| Saved entries |
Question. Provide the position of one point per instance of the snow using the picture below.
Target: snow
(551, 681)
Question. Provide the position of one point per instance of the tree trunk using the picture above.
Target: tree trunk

| TASK DESCRIPTION |
Return each line of the records above verbatim, keeping every character unchanged.

| RESULT |
Question. Provide the position of one point per instance of the snow using the picture below.
Target: snow
(551, 681)
Question. Provide the position of one point per instance of the tree trunk using the picture above.
Target: tree trunk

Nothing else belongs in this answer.